Give back an exact copy of the lines in the records below, from the line that has "Target: cactus areole" through the line that has "Target: human hand", and nothing besides.

#### [Listed records]
···

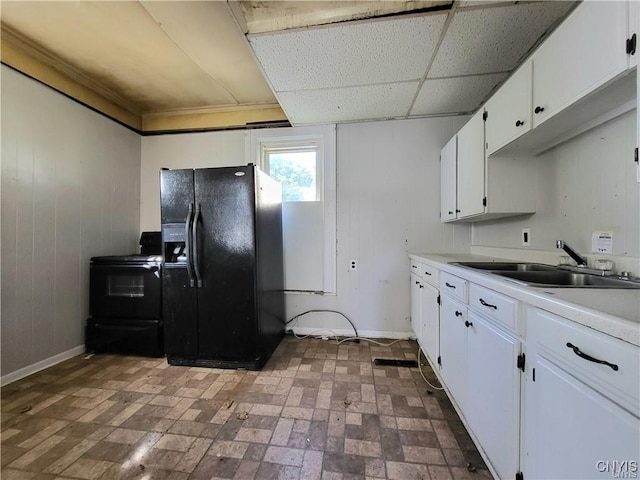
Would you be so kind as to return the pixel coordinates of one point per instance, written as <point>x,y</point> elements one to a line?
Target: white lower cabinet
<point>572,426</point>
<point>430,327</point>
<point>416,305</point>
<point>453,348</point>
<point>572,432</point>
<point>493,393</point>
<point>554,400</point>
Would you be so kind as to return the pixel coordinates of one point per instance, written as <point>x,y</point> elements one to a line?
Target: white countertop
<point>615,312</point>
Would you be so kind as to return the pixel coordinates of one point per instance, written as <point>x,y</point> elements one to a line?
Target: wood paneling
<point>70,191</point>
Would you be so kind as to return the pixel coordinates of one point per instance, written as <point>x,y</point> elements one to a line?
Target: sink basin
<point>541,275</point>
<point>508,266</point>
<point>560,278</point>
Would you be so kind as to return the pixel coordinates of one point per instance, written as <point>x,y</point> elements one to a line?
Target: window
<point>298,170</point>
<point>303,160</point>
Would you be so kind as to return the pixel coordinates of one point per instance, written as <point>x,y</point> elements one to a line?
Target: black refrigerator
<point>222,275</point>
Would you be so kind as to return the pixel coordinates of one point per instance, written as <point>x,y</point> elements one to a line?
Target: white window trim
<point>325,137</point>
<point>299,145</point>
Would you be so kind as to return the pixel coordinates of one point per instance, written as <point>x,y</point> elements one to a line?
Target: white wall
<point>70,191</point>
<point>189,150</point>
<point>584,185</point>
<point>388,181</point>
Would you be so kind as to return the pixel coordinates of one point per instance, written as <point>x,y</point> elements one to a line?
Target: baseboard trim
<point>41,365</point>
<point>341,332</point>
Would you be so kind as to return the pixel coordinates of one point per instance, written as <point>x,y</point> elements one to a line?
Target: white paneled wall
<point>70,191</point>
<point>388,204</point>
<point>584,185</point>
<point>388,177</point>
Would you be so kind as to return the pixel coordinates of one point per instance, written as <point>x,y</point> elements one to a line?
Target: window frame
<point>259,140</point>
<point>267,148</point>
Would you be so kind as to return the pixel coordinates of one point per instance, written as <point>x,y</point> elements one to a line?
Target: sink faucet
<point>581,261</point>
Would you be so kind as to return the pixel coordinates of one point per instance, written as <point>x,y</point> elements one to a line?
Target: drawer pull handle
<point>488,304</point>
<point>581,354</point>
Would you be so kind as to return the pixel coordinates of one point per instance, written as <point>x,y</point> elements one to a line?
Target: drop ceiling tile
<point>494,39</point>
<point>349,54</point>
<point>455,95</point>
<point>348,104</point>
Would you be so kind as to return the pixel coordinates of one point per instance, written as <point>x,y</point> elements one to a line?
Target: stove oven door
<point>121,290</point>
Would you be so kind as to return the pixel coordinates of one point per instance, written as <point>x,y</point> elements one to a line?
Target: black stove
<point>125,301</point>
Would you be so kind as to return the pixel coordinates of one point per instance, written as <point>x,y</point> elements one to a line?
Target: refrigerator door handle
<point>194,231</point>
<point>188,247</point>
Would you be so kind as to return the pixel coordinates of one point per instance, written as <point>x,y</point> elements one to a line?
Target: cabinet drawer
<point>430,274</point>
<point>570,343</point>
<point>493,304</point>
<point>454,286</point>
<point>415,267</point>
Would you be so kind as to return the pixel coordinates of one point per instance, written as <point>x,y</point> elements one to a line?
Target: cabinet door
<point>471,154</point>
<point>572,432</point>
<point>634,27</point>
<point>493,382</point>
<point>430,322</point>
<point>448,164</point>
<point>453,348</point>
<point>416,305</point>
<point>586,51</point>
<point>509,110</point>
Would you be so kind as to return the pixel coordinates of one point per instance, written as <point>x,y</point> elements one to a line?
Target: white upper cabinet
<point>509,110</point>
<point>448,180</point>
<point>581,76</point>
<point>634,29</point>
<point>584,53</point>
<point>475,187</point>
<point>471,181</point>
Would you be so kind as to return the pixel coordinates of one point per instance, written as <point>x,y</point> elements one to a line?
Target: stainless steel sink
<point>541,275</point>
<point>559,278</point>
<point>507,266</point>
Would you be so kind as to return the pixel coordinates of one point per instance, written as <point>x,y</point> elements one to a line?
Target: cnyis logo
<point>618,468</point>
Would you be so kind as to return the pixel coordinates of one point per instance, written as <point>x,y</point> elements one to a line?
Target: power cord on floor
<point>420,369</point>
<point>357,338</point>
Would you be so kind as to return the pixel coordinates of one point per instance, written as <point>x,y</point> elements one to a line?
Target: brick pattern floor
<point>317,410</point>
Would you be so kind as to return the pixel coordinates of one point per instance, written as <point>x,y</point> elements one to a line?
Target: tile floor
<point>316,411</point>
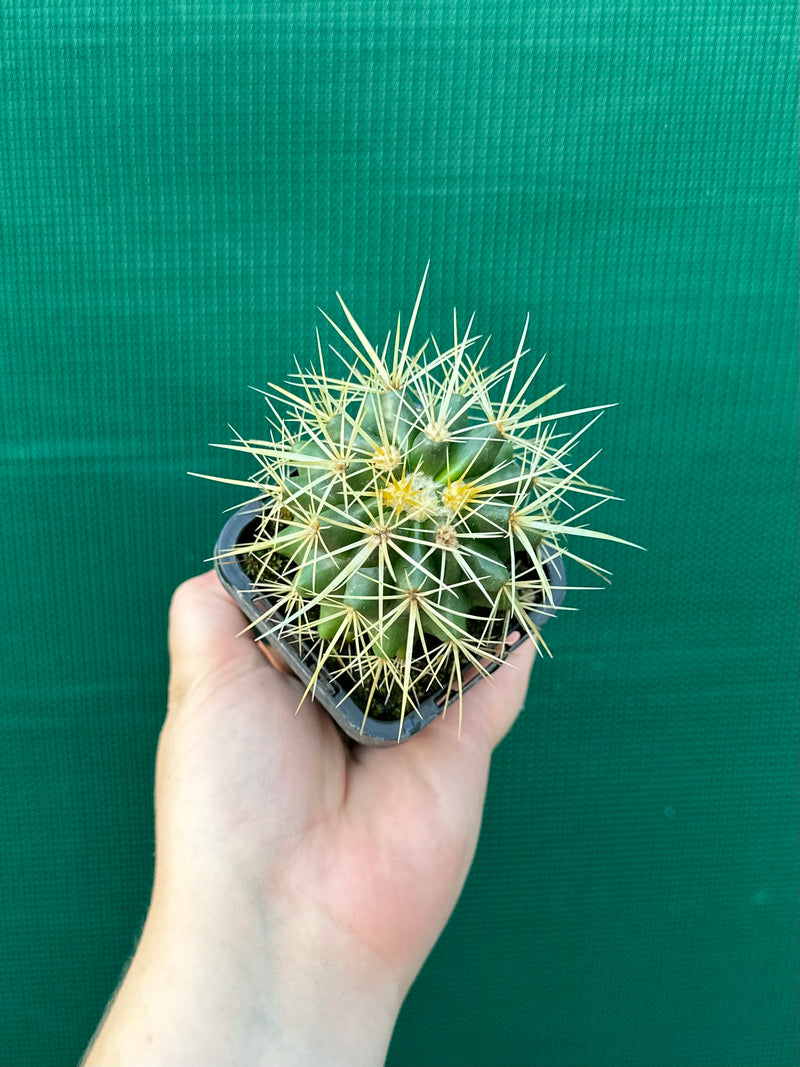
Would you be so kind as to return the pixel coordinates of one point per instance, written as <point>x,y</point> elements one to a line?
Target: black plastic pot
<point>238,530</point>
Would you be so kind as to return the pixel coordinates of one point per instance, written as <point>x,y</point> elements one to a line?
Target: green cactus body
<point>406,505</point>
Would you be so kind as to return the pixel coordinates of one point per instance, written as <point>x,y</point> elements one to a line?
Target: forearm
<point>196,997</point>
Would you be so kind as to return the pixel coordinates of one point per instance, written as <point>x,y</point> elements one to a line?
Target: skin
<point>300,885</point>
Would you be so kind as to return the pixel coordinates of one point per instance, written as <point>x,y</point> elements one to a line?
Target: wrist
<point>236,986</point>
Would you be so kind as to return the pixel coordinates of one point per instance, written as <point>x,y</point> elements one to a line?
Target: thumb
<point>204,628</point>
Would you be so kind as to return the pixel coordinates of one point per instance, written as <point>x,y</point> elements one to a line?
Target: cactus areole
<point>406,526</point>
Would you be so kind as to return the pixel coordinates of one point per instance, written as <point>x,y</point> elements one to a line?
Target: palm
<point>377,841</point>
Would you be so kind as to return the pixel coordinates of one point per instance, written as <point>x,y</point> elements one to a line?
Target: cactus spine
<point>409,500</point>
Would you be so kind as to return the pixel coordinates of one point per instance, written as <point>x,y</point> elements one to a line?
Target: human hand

···

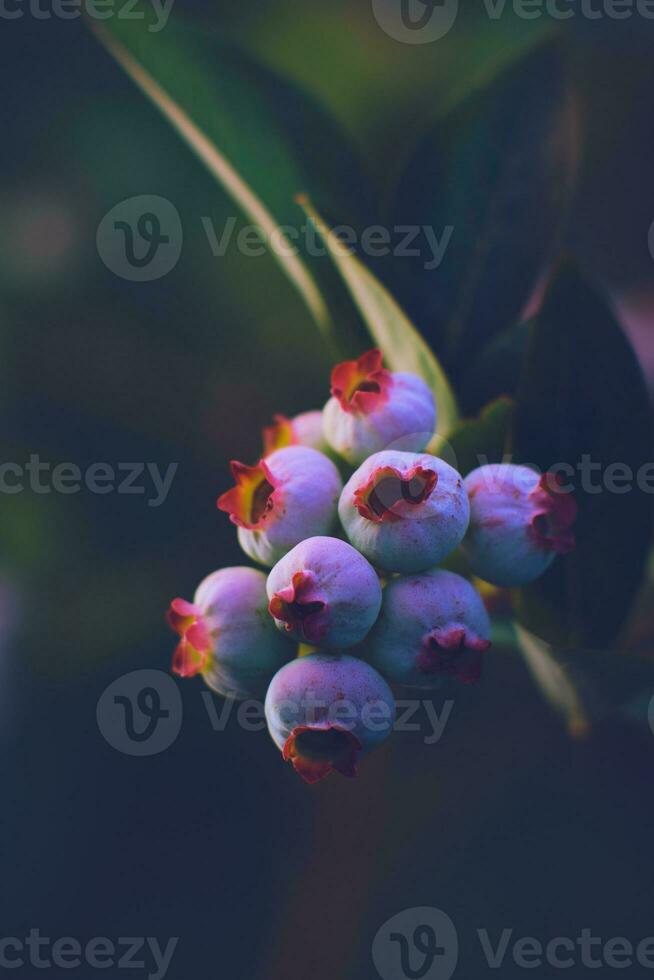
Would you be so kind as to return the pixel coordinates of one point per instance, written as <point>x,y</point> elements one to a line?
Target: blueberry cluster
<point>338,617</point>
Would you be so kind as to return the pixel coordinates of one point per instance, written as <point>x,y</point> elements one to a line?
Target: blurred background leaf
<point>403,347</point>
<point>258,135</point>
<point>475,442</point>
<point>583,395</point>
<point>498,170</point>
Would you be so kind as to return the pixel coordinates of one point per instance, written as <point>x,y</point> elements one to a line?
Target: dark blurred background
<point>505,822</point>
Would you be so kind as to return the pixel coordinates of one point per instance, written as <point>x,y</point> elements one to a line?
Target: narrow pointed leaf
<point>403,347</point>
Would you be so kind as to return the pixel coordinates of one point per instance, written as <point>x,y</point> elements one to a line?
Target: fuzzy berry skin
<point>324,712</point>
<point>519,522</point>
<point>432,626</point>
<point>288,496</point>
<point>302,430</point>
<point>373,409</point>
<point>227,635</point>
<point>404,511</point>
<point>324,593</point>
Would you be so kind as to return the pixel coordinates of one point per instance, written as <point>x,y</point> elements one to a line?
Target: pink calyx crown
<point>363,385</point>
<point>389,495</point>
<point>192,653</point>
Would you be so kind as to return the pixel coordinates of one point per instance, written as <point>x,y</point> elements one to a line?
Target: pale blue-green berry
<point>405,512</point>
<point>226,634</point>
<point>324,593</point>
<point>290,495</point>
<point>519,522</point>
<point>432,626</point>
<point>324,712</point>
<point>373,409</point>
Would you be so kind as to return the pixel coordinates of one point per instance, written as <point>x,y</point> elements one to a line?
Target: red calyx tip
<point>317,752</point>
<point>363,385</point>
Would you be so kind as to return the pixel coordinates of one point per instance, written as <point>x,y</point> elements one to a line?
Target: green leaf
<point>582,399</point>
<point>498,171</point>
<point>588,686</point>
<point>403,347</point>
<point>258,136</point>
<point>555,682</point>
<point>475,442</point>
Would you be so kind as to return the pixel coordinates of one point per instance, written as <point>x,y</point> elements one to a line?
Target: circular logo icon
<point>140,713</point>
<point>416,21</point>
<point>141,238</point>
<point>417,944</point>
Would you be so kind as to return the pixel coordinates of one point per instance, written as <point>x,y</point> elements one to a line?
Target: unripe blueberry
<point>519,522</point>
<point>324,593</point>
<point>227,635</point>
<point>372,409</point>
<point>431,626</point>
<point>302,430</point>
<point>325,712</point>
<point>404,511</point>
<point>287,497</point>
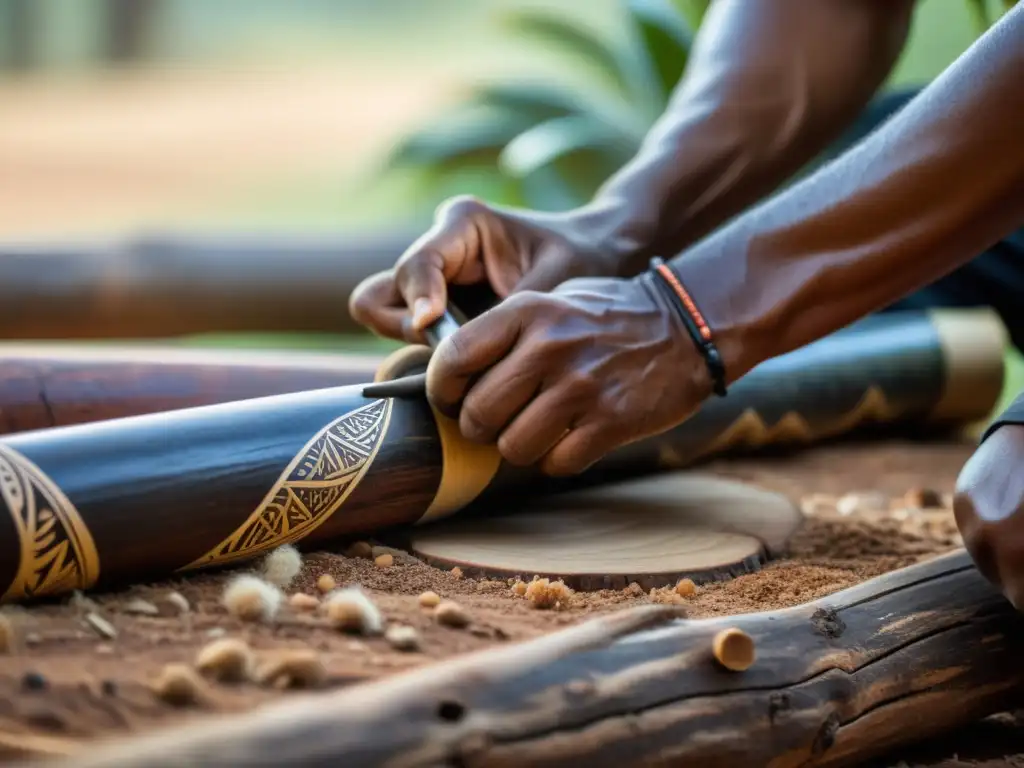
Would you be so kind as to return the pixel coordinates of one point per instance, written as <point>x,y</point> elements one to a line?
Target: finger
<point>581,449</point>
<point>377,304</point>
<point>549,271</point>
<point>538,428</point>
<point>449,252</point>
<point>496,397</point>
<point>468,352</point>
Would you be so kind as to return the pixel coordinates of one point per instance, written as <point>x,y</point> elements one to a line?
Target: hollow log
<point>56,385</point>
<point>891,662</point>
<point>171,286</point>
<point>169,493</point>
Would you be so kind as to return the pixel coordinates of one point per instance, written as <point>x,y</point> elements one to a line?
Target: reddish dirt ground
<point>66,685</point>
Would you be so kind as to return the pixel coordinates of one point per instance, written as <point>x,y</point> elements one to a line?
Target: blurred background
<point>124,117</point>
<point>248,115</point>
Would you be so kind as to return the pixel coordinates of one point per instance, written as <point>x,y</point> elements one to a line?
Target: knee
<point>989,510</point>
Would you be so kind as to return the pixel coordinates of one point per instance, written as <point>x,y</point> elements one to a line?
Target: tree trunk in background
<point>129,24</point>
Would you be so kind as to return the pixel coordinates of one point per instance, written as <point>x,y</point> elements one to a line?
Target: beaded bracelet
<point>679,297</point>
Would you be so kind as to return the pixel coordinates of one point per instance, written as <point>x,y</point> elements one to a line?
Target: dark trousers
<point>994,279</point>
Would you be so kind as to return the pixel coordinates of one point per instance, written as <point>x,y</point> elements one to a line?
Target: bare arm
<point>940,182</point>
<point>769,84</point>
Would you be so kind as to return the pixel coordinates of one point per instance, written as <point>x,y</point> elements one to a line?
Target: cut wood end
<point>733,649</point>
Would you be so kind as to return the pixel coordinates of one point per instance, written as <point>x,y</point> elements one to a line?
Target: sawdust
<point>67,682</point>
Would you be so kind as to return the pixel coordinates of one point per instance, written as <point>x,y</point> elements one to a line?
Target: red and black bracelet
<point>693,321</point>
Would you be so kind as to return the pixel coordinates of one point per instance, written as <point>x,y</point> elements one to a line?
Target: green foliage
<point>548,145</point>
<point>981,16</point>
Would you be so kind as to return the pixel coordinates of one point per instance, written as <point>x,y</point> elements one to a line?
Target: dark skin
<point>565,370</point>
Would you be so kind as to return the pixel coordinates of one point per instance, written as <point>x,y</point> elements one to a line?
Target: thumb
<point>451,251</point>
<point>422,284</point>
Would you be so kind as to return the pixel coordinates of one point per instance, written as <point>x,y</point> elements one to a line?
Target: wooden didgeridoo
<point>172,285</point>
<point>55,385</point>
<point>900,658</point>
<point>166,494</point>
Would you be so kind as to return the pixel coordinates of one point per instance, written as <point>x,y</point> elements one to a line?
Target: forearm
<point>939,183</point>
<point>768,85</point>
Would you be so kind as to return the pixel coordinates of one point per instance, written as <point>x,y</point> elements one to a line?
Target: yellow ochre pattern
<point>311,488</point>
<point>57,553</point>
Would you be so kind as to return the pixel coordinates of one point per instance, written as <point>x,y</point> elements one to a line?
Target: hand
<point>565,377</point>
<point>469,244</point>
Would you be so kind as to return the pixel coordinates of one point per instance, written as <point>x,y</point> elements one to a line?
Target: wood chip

···

#### [Output]
Target: cactus areole
<point>406,526</point>
Would you be so kind as to return the pixel coordinates of one point per instance, written as <point>x,y</point> elements one to a line?
Target: palm
<point>377,841</point>
Would you be so kind as to return the pixel coordinates of one point per instance, written as <point>x,y</point> elements one to a line?
Target: cactus spine
<point>409,500</point>
Would you be so kind as to return the pixel coordinates of one point per instance, written as <point>x,y</point> elements one to a line?
Target: human hand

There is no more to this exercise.